**Goals**
1. Sum up the XeGPU pull request notes in two sentences.
2. Pull out of the XeGPU pull request notes everything from "Adds XeGPU tensor" down to "(modified) mlir/test/Dialect/XeGPU/XeGPUOps.mlir (+22)", word for word.

**Text provided**
^^^^
Author: Adam Siemieniuk (adam-smnk)

Changes

Adds XeGPU tensor descriptor type verifier.

The checks focus on ensuring that provided subgroup map is valid with respect to the underlying data.
Related operation verifiers are updated to account for the new descriptor validation.

Full diff: https://github.com/llvm/llvm-project/pull/124548.diff

5 Files Affected:

(modified) mlir/include/mlir/Dialect/XeGPU/IR/XeGPUTypes.td (+1-1)
(modified) mlir/lib/Dialect/XeGPU/IR/XeGPUDialect.cpp (+53-3)
(modified) mlir/lib/Dialect/XeGPU/IR/XeGPUOps.cpp (+15-11)
(modified) mlir/test/Dialect/XeGPU/XeGPUOps.mlir (+22)
(modified) mlir/test/Dialect/XeGPU/invalid.mlir (+127-4)

diff --git a/mlir/include/mlir/Dialect/XeGPU/IR/XeGPUTypes.td b/mlir/include/mlir/Dialect/XeGPU/IR/XeGPUTypes.td
index d09c5c1870d506..494f11f041b71f 100644
--- a/mlir/include/mlir/Dialect/XeGPU/IR/XeGPUTypes.td
+++ b/mlir/include/mlir/Dialect/XeGPU/IR/XeGPUTypes.td
@@ -179,7 +179,7 @@ def XeGPU_TensorDesc: XeGPUTypeDef<"TensorDesc", "tensor_desc",
   }];
 
   let hasCustomAssemblyFormat = true;
-
+  let genVerifyDecl = 1;
 }
 
 
diff --git a/mlir/lib/Dialect/XeGPU/IR/XeGPUDialect.cpp b/mlir/lib/Dialect/XeGPU/IR/XeGPUDialect.cpp
index eb01b15de75c60..ef0ea38027c450 100644
--- a/mlir/lib/Dialect/XeGPU/IR/XeGPUDialect.cpp
+++ b/mlir/lib/Dialect/XeGPU/IR/XeGPUDialect.cpp
@@ -175,9 +175,10 @@ mlir::Type TensorDescType::parse(::mlir::AsmParser &parser) {
   if (parser.parseGreater())
^^^^
**Recorded information**
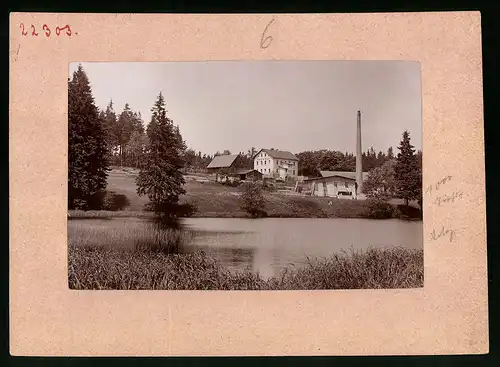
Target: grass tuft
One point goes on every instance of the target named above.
(104, 268)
^^^^
**Answers for the tasks**
1. The change adds a verifier for the XeGPU tensor descriptor type, with checks that make sure the provided subgroup map is valid with respect to the underlying data. Related operation verifiers are updated to account for the new descriptor validation, and five files are affected.

2.
Adds XeGPU tensor descriptor type verifier.

The checks focus on ensuring that provided subgroup map is valid with respect to the underlying data.
Related operation verifiers are updated to account for the new descriptor validation.

Full diff: https://github.com/llvm/llvm-project/pull/124548.diff

5 Files Affected:

(modified) mlir/include/mlir/Dialect/XeGPU/IR/XeGPUTypes.td (+1-1)
(modified) mlir/lib/Dialect/XeGPU/IR/XeGPUDialect.cpp (+53-3)
(modified) mlir/lib/Dialect/XeGPU/IR/XeGPUOps.cpp (+15-11)
(modified) mlir/test/Dialect/XeGPU/XeGPUOps.mlir (+22)